| EXCERPTED TEXT |
------------------------

# Herbert Palmer's Direction for the Lord's Day



## VirginiaHuguenot (Oct 3, 2008)

Herbert Palmer was a co-author of _Sabbatum Redivivum_, probably the largest Puritan treatise on the Sabbath. Elsewhere, though, he wrote succint directions for keeping the Lord's Day, found in his _Memorials_, part 3.

Lord Bacon Not the Author of "The ... - Google Book Search

I post them here for consideration.

PARTICULAR DIRECTIONS FOR THE LORD'S-DAY.

1. Remember it before it comes, for thy self and family, that none of the sacred time be lost, through worldly business occasioned by putting it off carelessly, wilfully; or sleepiness, by too much tiring out thy spirits over night, by overwatching or overworking.

2. Count it a day of spirituall liberty, wherein thou and thine, may without interruption converse with God, and benefit your souls. 

3. Unless upon true necessity, make it not shorter than other dayes, by late rising, or early going to bed.

4. Rather, as much as thy body and spirit will give leave, inlarge it, as a delightfull opportunity of good, by rising earlier, and sitting up, as long as thou canst.

5. Count the publick assemblies, the solemnest service of the day, and let no pretence, ordinarily, hinder thee or thine; from being present, from the first (continuing to the last) both morning and afternoon. 

6. Let all private and family-duties tend to fit thee for, or to improve the publick.

7. Neglect not to take a through account of thy self, of every main parcel of the Word, publickly read; namely of the several parts, one by one, the several psalms and chapters, and learn somewhat from every one of them.

8. The better to do this, discourse with those that are willing to hear and answer, or such as may not refuse (as thy inferiors) concerning each of these. This will help to remember, and quicken spiritual attention, of profitable things to be learned, above that which one would imagine. We lose much benefit of the Word, because we do not bend our minds to it.

9. As the mainest rule of wisdom, in the ordering of time this day, to the best advantage; bethink thy self overnight, or in the morning early, or both, what the present frame and temper of thy mind is, and what thou wantest, that thou maiest study for a remedy to supply; and watch what God will speak to thee in his Word, or by his minister about it, that day.

10. Pray that thou maist be attentive to what specially concerns thee, and particularly the matters so thought upon; and that without mistake, and specially without repugnance of spirit.

11. Admit not, as much as lies in thee, any unnecessary worldly discourse, no not at meals; rather then look most to it, as being the time of greatest danger ordinarily.

12. Much less begin any worldly discourse, whether among Christians, or other persons.

13. Rather than squander away those precious hours, or even minutes upon the world or vanity, if thou canst with any convenience, retire thy self, and sit alone in thy chamber.

14. By thy good will, admit not of any worldly thoughts being alone, or silent in company.

------------------------

| GIVEN INFORMATION |
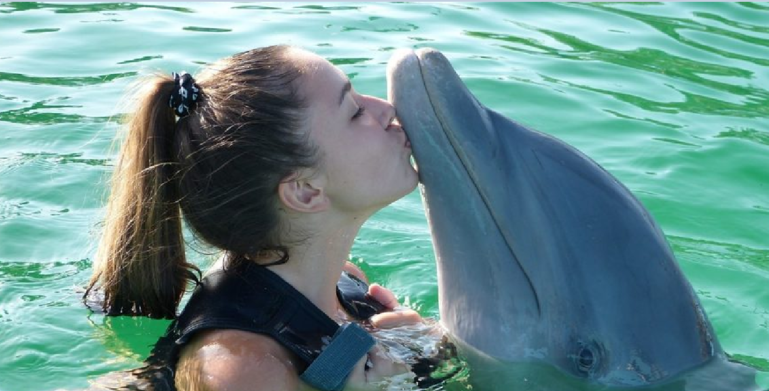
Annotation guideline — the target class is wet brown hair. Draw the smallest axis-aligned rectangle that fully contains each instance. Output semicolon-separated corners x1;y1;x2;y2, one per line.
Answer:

------------------------

| WHAT IS NEEDED |
Can you reproduce the Lord's Day post above word for word, from "2. Count it" through "as thou canst.", inclusive?

| TASK RESULT |
2. Count it a day of spirituall liberty, wherein thou and thine, may without interruption converse with God, and benefit your souls. 

3. Unless upon true necessity, make it not shorter than other dayes, by late rising, or early going to bed.

4. Rather, as much as thy body and spirit will give leave, inlarge it, as a delightfull opportunity of good, by rising earlier, and sitting up, as long as thou canst.